Labeled box records
• • • •
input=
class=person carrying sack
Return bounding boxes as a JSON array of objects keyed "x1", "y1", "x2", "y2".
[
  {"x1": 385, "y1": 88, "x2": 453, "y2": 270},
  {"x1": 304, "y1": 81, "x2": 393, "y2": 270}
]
• • • •
PROBLEM DESCRIPTION -
Which lines in the rows above contain the string "Return"? Collect each such line in full, and note that case counts.

ANSWER FOR THE TASK -
Return bounding boxes as a JSON array of objects keyed "x1", "y1", "x2", "y2".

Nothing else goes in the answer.